# Exercise 1
In the passage about Costa Rica's thermal convection dome, how large does Eduardo Acosta say the area is?
# Exercise 2
Write the next few sentences of the passage about Costa Rica's thermal convection dome, continuing on from its last sentence.

# Document passage
..........

According to Cindy Fernández, a marine biologist with conservation group MarViva, Costa Rica’s thermal convection dome is an underprotected and generally overlooked natural phenomenon that’s very important not only to the country’s biological wonders, but also to the economy. Over-fishing threatens to break down the food chain and damage the area.

The “dome” is a region north of Isla del Coco where a cold current with an unusually high concentration of nutrients strikes the underwater mountains of the Pacific Corridor and rises toward the surface, creating an ideal feeding ground for fish and other species, Fernández told The Tico Times. Such species include plankton and the animals that eat them: blue whales, in danger of extinction.

The phenomenon is seasonal, becoming more or less intense depending on the time of year. However, according to Eduardo Acosta, president of nonprofit Fundación EPIC (see separate story), Costa Rica’s dome is the only continuous upwelling in the world. The area is approximately 900 miles by 300 miles, he said.

“A really fast current comes at the bottom of the ocean, hits the corridor of mountains and banks up against that ridge and comes up to the top surface, and there it gets caught in a wind eddy… It keeps moving around, like a big bowl of jelly that sits out there, pure life,” Acosta told The Tico Times. “There are only five upwellings in the world, and only one is constant: this one.”

..........

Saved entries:

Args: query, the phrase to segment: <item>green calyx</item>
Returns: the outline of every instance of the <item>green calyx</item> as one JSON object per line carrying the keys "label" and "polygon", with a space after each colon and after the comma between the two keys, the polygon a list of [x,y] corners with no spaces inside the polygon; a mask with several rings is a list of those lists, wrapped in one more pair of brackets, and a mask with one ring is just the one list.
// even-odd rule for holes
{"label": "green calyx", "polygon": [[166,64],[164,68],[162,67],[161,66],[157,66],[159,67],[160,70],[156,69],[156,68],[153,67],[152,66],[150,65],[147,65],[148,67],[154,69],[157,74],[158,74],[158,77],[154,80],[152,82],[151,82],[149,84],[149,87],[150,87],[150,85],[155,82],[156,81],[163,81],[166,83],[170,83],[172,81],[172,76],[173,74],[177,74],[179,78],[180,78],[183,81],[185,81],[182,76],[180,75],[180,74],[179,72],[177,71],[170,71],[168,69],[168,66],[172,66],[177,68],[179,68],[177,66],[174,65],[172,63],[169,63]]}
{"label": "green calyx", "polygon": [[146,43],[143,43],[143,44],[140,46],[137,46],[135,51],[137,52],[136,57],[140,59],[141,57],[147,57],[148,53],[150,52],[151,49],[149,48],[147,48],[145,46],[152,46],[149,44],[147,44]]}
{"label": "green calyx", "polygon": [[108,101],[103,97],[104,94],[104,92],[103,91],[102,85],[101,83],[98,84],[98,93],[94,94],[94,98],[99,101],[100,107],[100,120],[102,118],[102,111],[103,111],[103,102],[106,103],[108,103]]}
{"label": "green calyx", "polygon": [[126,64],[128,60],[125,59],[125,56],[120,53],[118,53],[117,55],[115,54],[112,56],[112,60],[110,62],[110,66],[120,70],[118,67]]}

..........

# Task output 1
Approximately 900 miles by 300 miles.

# Task output 2
According to both Acosta and Fernández, the phenomenon was discovered not by scientists, but by fishermen who noticed the region was chock-full of fish.

Eventually, biologists, curious about the fishing activity there, used satellite imagery to determine what was going on approximately nine years ago, Acosta said.

Fernández said little is known about the dome, since scientists have never conducted a comprehensive study of the region, but one thing’s for sure: it’s an area worth protecting.

“It has biological importance, and in the end, importance for humans,” she said. “It’s a very significant, unique zone – fishing in our country depends a great deal on the thermal dome. If (foreign fishing companies) are constantly extracting the product, it will affect regional fishermen… Generally, what fishermen take out are big fish such as sharks and tuna, so all the other (animals) are affected. If we take something out, the whole chain stops functioning.”